# Start of Records for processing
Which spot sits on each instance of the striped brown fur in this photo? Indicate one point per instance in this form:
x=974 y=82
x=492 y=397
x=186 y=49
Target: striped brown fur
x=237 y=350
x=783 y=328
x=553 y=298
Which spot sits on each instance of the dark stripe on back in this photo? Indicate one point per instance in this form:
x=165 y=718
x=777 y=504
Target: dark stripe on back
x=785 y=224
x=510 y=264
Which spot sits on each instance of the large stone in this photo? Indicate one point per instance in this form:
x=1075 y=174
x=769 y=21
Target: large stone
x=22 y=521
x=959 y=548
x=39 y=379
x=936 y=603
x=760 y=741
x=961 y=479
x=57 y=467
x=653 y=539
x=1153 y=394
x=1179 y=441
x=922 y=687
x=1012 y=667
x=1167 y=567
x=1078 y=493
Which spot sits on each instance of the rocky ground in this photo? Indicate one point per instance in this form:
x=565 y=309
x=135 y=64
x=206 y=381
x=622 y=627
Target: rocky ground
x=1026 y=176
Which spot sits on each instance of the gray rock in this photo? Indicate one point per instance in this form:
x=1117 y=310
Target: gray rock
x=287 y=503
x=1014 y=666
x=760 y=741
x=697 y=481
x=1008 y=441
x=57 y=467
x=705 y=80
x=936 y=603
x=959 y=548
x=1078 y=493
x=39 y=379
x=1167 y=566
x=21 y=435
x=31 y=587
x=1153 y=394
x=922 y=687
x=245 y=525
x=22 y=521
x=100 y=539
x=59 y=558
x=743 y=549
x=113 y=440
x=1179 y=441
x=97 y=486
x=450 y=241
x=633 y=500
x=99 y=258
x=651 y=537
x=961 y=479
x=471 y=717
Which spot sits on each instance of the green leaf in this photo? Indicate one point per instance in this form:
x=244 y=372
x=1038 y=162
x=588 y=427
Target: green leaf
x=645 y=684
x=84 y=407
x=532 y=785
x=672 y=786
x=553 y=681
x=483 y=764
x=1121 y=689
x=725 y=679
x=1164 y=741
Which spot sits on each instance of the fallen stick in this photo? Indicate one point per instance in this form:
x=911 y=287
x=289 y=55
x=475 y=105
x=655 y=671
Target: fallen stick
# End of Records for processing
• What you are asked to do
Repeat the line that contains "Which spot sits on each instance of the dark", then every line after it until the records end, with nothing added.

• The response
Which spot sits on each instance of the dark stripe on back in this photo? Indicate one point per instance in this form:
x=165 y=718
x=777 y=504
Target: dark stripe on back
x=785 y=224
x=510 y=264
Which spot sits on each instance of the large stone in this photo? Indicate one point per instance in this form:
x=1075 y=174
x=769 y=21
Target: large stone
x=22 y=521
x=959 y=548
x=39 y=379
x=936 y=603
x=760 y=741
x=961 y=479
x=57 y=467
x=653 y=539
x=1153 y=394
x=1179 y=441
x=922 y=687
x=1012 y=667
x=1167 y=567
x=1078 y=493
Which spot sits on each instance of the rocky ground in this photo? Indicate one point per instance in this form:
x=565 y=309
x=135 y=64
x=206 y=381
x=622 y=627
Target: rocky ground
x=1026 y=176
Which spot sits on each instance of the gray rock in this photo? Indicate one point per instance in this form:
x=1117 y=310
Target: gray rock
x=287 y=503
x=1014 y=666
x=760 y=741
x=697 y=481
x=1008 y=441
x=57 y=467
x=705 y=80
x=936 y=603
x=959 y=548
x=1078 y=493
x=39 y=379
x=1167 y=566
x=21 y=435
x=31 y=587
x=1153 y=394
x=922 y=687
x=245 y=525
x=22 y=521
x=100 y=539
x=59 y=558
x=743 y=549
x=113 y=440
x=1179 y=441
x=97 y=486
x=450 y=241
x=633 y=500
x=99 y=258
x=651 y=537
x=961 y=479
x=471 y=717
Which spot sits on each instance of the green leaf in this photo? Indicate one point per instance in this form:
x=244 y=372
x=1038 y=162
x=588 y=427
Target: green leaf
x=645 y=684
x=84 y=407
x=532 y=785
x=672 y=786
x=553 y=681
x=483 y=764
x=1121 y=689
x=725 y=679
x=1164 y=741
Which spot sits on each instance of the fallen stick in this photo? Indicate one point per instance in this form:
x=911 y=287
x=289 y=55
x=475 y=105
x=655 y=671
Target: fallen stick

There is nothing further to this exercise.